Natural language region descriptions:
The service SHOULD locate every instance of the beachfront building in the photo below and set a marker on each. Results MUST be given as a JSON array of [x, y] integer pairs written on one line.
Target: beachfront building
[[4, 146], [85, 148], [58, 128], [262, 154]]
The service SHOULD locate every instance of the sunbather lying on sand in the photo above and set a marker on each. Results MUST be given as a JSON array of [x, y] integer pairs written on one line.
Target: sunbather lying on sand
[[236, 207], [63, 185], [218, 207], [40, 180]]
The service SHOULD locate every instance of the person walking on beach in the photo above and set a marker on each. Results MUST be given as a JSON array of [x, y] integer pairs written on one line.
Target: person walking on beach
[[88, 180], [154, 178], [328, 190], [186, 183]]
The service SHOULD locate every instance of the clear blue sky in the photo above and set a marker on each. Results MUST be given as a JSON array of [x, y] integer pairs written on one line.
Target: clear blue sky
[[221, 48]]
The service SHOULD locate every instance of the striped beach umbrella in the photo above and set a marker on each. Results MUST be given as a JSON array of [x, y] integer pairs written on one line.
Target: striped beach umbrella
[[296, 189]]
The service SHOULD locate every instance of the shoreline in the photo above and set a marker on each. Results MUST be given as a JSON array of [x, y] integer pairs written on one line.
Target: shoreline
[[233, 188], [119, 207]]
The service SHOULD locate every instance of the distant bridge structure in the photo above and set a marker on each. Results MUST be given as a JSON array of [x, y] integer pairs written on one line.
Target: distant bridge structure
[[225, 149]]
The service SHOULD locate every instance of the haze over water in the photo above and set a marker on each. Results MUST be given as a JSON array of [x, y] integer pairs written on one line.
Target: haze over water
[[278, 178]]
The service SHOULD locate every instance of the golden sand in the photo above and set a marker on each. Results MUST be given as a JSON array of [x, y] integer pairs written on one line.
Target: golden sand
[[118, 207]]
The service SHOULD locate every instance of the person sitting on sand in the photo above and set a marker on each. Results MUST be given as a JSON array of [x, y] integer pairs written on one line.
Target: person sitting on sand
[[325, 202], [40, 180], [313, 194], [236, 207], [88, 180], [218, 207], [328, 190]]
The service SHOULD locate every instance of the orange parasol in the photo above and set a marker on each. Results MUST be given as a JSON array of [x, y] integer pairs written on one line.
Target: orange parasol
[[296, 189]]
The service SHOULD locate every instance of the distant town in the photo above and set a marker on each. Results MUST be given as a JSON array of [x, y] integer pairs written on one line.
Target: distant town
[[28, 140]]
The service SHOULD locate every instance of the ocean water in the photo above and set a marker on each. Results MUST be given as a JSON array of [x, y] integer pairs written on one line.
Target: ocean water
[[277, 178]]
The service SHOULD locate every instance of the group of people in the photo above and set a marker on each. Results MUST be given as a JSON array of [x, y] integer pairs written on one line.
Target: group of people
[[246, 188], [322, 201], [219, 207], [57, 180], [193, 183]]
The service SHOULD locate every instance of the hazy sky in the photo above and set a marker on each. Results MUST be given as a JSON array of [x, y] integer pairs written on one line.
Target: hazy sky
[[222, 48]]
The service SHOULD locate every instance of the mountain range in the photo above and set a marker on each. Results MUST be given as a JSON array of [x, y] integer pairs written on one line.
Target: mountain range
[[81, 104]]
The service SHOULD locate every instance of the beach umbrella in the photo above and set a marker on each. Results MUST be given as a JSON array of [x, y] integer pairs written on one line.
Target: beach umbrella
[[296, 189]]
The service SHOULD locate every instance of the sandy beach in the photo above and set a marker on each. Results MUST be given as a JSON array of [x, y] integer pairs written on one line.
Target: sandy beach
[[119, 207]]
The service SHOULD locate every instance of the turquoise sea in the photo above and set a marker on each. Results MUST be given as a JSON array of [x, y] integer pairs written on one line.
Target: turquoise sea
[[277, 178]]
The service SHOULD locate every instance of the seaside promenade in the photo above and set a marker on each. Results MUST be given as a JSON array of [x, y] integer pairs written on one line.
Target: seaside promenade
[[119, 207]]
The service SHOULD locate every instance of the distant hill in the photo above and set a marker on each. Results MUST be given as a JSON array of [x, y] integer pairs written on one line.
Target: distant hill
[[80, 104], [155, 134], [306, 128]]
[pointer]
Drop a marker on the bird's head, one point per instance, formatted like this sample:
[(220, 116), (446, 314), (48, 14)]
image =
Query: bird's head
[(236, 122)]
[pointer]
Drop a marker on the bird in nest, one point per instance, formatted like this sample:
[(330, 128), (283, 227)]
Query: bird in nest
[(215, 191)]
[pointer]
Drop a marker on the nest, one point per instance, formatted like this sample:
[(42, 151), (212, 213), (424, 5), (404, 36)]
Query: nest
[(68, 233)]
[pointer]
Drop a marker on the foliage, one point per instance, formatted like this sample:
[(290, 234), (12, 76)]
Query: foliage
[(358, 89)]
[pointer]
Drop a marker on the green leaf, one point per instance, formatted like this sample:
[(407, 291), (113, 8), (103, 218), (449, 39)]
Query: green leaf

▸ What is needed: The answer is to be a bare number, showing how many lines of the records contain "this".

▸ Solution: 5